[TEXTE D'ÉTUDE]:
* * * * * * * * *
La classe dominante est essentiellement composée de Batutsi politiques et de quelques Bahutu, voire même de Batwa anoblis comme les Baskyete. En fait, c’est une noblesse composée notamment de princes de sang royal comme les Baganwa et les Bafasoni en Urundi, de descendants directs d’anciens bami au Ruanda, et d’hommes liges des bami. Au sein de cette noblesse, on range les familles en très bonnes, bonnes et en moins bonnes. Les purs pasteurs bahima ne fournissent pas de candidats aux charges politiques.

Campagnards.

i) Les éleveurs batutsi : grands, moyens ou pauvres, ces derniers devant bien souvent pratiquer l’agriculture pour subvenir à leur subsistance ou des professions telles que clercs et commerçants. Ils sont redevables de l’usage des pâturages à la classe dominante.

ii) Les agriculteurs bahutu dont l’état social est relativement comparable à celui des roturiers de l’époque féodale européenne : ils obtiennent, des autorités indigènes, leur terrain sous forme de concession héréditaire, charge de leur remettre des redevances annuelles en travail et en produits des prémices agricoles, redevances qui sont actuellement rachetées intégralement en argent. L’activité des Bahutu est mixte : elle comporte non seulement l’agriculture, mais aussi l’élevage du gros bétail si possible, et en tous cas du petit bétail : chèvres, moutons, porcs et volaille.

On compte également, parmi ces Bahutu, des artisans : menuisiers, forgerons, passeurs d’eau, pêcheurs, potiers, ainsi que quelques commerçants et clercs. Ce sont eux qui fournissent la masse des travailleurs allant prester leurs services non seulement aux entreprises européennes de l’intérieur ou de l’extérieur du pays, mais également chez leurs propres congénères.

iii) Les pygmoïdes batwa parmi lesquels il convient de distinguer :

a) Les chasseurs et apiculteurs installés au pied des volcans, près de la forêt ;

b) Les bâtards pratiquant la poterie et en ordre subsidiaire l’agriculture dans les milieux bahutu, pour leur propre compte. C’est la classe des parias honnis des Bahutu et des Batutsi.

c) On trouve enfin des Batutsi pauvres, des Bahutu et des Batwa vivant d’une condition serve auprès de grands Batutsi et de Bahutu anoblis, auxquels ils fournissent la domesticité : serviteurs, abaja et abajakazi, gardiens de bétail et suivants quémandant une sinécure

Citadins.

Leur classement est d’abord d’ordre juridique. Ils comprennent des Batutsi originairement pauvres et des Bahutu groupés dans des cités extra-coutumières sises à proximité immédiate des agglomérations européennes constituées autour des centres d ’État, d’entreprises minières, ou de centres commerciaux isolés à l’intérieur du pays.
* * * * * * * * *
[LES DONNÉES]:

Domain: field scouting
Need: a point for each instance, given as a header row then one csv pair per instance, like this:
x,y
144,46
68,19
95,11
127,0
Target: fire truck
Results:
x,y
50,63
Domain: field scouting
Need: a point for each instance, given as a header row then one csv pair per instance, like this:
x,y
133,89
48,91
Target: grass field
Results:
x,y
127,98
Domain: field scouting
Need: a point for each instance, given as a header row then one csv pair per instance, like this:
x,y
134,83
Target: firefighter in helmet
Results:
* * * * * * * * *
[CONSIGNE]:
Poursuivez le texte sur les classes sociales du Ruanda et de l'Urundi à partir de sa dernière phrase.

[ZONE DE RÉPONSE]:
Certaines de ces agglomérations ont reçu un statut légal soit sous la dénomination de centre extra-coutumier soit sous celle de cité indigène ; elles possèdent leurs propres chefs et leurs juridictions totalement indépendants des organisations coutumières.

Parmi les citadins, l’on distingue plusieurs classes :

i. Une bourgeoisie autochtone : clercs, commis, assistants médicaux et vétérinaires, infirmiers, instituteurs ; et des artisans : chauffeurs, bouchers, boulangers et hôteliers, commerçants installés à leur propre compte ;

ii.  Un prolétariat comprenant des serviteurs et des travailleurs au service d’Européens, d’Asiatiques et de leurs propres congénères ;

iii. Des oisifs, parmi lesquels il convient de signaler spécialement les islamisés qui s’intitulent Baswahili.

Les clergés indigènes.

Les clergés catholique et protestant sont en pleine voie de réalisation. Chez les catholiques on compte un évêque, des abbés, des frères, des sœurs, et de nombreux assistants tels que moniteurs, instituteurs, catéchistes, chefs de conseils de chrétiens : abakuru b’inama. Chez les protestants, on compte quelques pasteurs et des assistants comme ci-dessus.

Associations secrètes.

La plus importante, celle qui se retrouve partout tant au Ruanda qu’en Urundi, est l’association religieuse hiérarchisée pour le culte aux divinités chthoniennes syncrétisées sous Ryangombe (Ru.) — Kiranga (Ur.).

En ordre subsidiaire, vient celle pour le culte manistique à Nyabingi que l’on rencontre dans le nord-ouest du Ruanda.

Enfin, tendant à disparaître car peu à peu la mort crée des vides irremplaçables dans ses rangs, l’association des biru, gardiens officiels du Code ésotérique de la Cour ; les ensevelisseurs royaux et les gardiens des tombeaux dynastiques.